> [REQUIRED WORK]:
With the images removed, write out each record exactly as given.

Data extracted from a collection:
★ ★ ★ ★ ★ ★ ★

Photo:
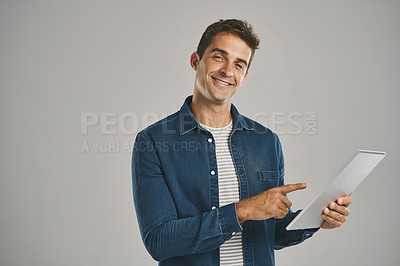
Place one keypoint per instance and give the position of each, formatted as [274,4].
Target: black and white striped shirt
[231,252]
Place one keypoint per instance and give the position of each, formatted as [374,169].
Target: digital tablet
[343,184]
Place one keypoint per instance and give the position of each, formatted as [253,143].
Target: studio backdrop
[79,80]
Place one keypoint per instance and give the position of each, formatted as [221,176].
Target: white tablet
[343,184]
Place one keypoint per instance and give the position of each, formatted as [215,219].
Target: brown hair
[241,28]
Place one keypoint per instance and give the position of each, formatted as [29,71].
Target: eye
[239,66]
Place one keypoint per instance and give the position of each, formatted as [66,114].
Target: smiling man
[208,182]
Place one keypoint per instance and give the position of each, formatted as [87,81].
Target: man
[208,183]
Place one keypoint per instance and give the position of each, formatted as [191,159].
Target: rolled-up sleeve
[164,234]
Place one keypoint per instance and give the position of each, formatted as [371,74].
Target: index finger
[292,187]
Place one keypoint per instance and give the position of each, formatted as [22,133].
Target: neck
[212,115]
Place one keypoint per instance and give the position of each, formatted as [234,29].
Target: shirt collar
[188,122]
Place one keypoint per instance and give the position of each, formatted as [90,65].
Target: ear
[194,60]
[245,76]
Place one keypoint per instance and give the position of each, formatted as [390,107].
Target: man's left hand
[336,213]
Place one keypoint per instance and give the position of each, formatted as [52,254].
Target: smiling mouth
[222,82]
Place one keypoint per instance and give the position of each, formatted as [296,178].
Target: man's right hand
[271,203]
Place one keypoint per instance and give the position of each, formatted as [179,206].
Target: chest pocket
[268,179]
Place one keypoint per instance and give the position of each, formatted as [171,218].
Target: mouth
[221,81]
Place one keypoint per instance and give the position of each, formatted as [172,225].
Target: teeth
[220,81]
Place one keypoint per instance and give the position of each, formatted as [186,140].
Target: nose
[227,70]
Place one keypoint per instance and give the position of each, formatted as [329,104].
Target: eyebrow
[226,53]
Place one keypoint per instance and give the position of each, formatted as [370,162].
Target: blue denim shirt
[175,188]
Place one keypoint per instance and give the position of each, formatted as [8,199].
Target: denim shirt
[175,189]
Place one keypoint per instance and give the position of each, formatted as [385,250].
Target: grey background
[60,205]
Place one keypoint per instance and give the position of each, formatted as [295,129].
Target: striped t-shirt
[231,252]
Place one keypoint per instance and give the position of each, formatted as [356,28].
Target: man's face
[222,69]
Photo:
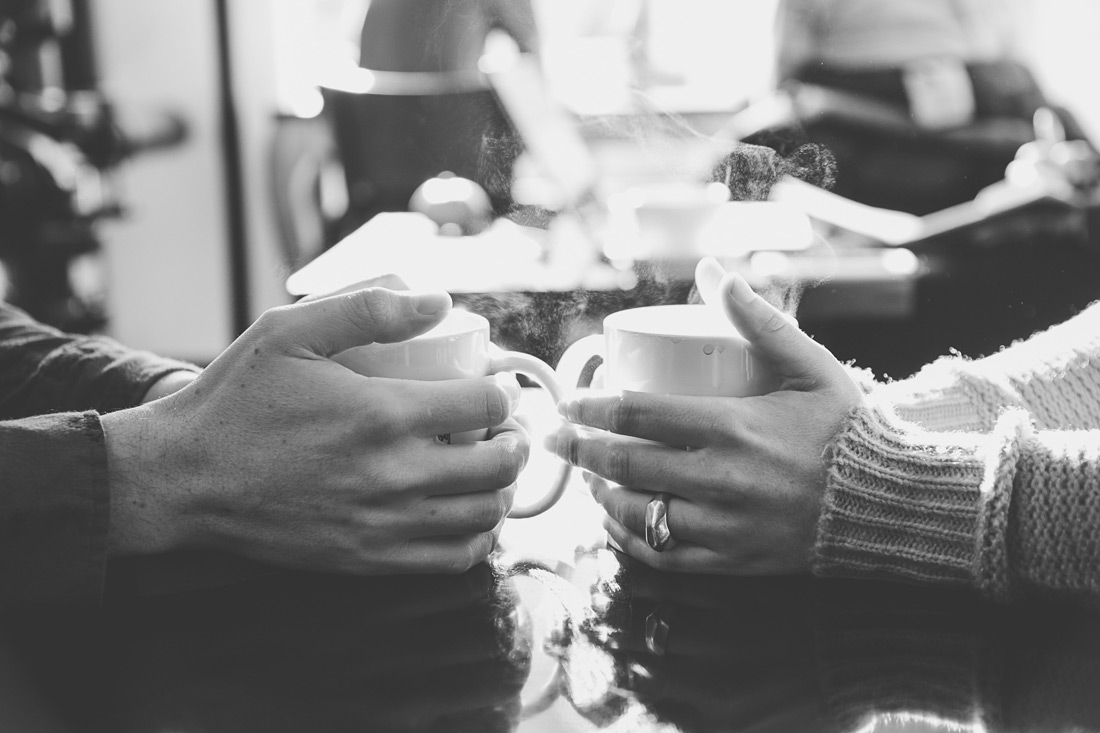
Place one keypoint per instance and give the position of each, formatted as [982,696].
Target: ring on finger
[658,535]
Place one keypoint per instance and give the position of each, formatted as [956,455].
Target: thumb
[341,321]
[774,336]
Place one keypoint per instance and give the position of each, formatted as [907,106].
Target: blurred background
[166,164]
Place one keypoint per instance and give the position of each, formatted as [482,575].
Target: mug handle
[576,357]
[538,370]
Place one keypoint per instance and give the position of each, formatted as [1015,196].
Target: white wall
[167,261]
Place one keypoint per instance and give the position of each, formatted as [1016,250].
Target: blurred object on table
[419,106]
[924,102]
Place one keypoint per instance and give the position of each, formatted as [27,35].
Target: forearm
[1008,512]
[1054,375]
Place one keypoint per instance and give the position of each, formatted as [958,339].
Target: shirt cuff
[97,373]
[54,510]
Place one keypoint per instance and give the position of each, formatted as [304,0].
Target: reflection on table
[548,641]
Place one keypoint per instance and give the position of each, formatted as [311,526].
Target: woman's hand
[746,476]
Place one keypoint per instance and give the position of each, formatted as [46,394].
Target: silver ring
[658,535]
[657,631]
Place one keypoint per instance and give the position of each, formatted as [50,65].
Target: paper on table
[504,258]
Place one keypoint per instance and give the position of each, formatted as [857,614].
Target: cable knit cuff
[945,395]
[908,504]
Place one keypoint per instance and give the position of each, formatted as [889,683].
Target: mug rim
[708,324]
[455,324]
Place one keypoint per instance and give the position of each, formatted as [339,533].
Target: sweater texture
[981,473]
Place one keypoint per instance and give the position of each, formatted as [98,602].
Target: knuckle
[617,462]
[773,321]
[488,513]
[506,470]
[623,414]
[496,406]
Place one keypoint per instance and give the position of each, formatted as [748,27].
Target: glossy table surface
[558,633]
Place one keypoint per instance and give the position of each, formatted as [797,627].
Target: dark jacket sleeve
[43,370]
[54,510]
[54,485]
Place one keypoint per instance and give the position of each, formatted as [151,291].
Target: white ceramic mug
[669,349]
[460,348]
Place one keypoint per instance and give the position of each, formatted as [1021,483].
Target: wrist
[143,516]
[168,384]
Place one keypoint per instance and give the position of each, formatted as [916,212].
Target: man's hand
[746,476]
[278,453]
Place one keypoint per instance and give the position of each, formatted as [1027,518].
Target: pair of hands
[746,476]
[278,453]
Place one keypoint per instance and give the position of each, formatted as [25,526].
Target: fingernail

★ ★ ★ ★ ★ ★ ★

> [RESULT OF THE TASK]:
Photo:
Place one keypoint per instance and give the position of each, formatted as [274,4].
Target: black and white striped shirt
[231,252]
Place one keypoint per instance and give the position of each, formatted as [374,169].
Target: digital tablet
[343,184]
Place one keypoint per instance and give the position of each, formatted as [253,143].
Target: studio backdrop
[79,80]
Place one keypoint per instance and give the position of each, formatted as [221,176].
Target: white tablet
[343,184]
Place one keypoint per instance and give the position of each, formatted as [215,219].
Target: brown hair
[241,28]
Place one keypoint per instance and give the position of each, formatted as [29,71].
Target: eye
[239,66]
Place one keypoint per instance and give the position of each, formatted as [66,114].
Target: smiling man
[208,182]
Place one keypoint per instance and give the position of each, formatted as [87,81].
Target: man
[208,183]
Place one keypoint per instance and give the position of each, formatted as [191,159].
Target: rolled-up sleeve
[164,234]
Place one keypoint per instance and give the position of each, formatted as [371,74].
Target: index finger
[292,187]
Place one keypoint per instance and give the position of each, formatted as [22,133].
Target: neck
[212,115]
Place one keypoint per instance and give the position of each, formatted as [234,29].
Target: shirt collar
[188,122]
Place one keypoint per instance and give the position of each, formatted as [90,65].
Target: ear
[194,60]
[245,76]
Place one keypoint per instance and give the position of each, formatted as [390,107].
Target: man's left hand
[336,213]
Place one keypoint per instance and give the position of each, formatted as [52,254].
Target: smiling mouth
[222,82]
Place one keypoint per instance and give the position of each, formatted as [296,178].
Target: man's right hand
[271,203]
Place one keypoint per instance and give the position of each, formatted as [179,206].
Target: chest pocket
[268,179]
Place one keypoint per instance and give the position of each, formatted as [171,218].
Target: mouth
[221,81]
Place one keypoint per instance and give the position of each, formatted as [172,225].
Target: teeth
[220,81]
Place one keypoint per instance and give the position of each, formatted as [186,140].
Target: nose
[227,70]
Place one keypoint per instance and give the position of each, formatted as [329,104].
Target: eyebrow
[226,53]
Place one keypoint per instance and give the position of each, formatted as [370,162].
Target: blue denim shirt
[175,188]
Place one keypoint per instance and give the position of each, formatted as [8,199].
Target: denim shirt
[175,189]
Place one keypoint per instance and give the position of each, formatted as [385,250].
Target: grey background
[60,205]
Place one keypoint per instance and give the position of each, formatted as [295,129].
Target: striped t-shirt
[231,252]
Place one keypoint per instance and give the position of each, formatted as [356,28].
Target: man's face
[222,69]
Photo:
Place one keypoint per instance and give the position of each, formatted as [982,696].
Target: ring on finger
[658,535]
Place one keypoint per instance and give the position of each, formatted as [956,455].
Target: thumb
[341,321]
[774,336]
Place one keypoint per instance and give the position of each, formatted as [907,106].
Target: blurred background
[166,164]
Place one keypoint per instance and give the position of each, formatted as [482,575].
Target: mug handle
[576,357]
[538,370]
Place one keypoint per instance and give the position of each, formatted as [1015,196].
Target: white wall
[167,261]
Place one keypoint per instance and give the position of each, formatted as [1016,250].
Target: blurred object on table
[419,106]
[924,102]
Place one keypoint per instance and give the position of each, formatted as [27,35].
Target: forearm
[1008,512]
[1054,375]
Place one keypoint per instance and give the position of each, formatted as [958,339].
Target: shirt cuff
[97,373]
[54,510]
Place one keypoint per instance and give the position of each, formatted as [304,0].
Target: reflection on table
[548,641]
Place one keypoint per instance and give the position of each, formatted as [311,526].
Target: woman's hand
[746,476]
Place one keypoint per instance and give the position of each, formatted as [46,394].
Target: silver ring
[658,535]
[657,631]
Place one keypoint per instance and give the position of each, formatted as [50,65].
Target: paper on table
[504,258]
Place one keypoint per instance and give the position of each, formatted as [857,614].
Target: cable knit cuff
[945,395]
[908,504]
Place one keypoint per instance and give the position of each, formatted as [889,683].
Target: mug rim
[708,324]
[455,324]
Place one keypoint per instance and give the position of each, formatted as [339,533].
Target: sweater texture
[981,473]
Place one keypoint per instance and give the position of each, formatted as [98,602].
Target: knuckle
[617,462]
[773,321]
[488,513]
[506,470]
[623,414]
[496,406]
Place one keypoint per instance and give the position of each, formatted as [748,27].
Target: glossy table surface
[558,633]
Place one keypoint per instance and give the position of each, formatted as [797,627].
Target: dark jacket sleeve
[43,370]
[54,510]
[54,485]
Place one keypoint per instance and give the position of each, formatted as [151,291].
Target: white ceramic mug
[669,349]
[460,348]
Place one keypoint per instance and give the position of each, formatted as [1021,483].
Target: wrist
[143,516]
[168,384]
Place one keypoint per instance and give the position of each, formatted as [916,212].
Target: man's hand
[746,476]
[278,453]
Place one keypoint per instance and give the position of each, formatted as [1027,518].
Target: pair of hands
[746,476]
[278,453]
Place one keypoint per instance and give the position of each, formatted as [25,526].
Target: fingernail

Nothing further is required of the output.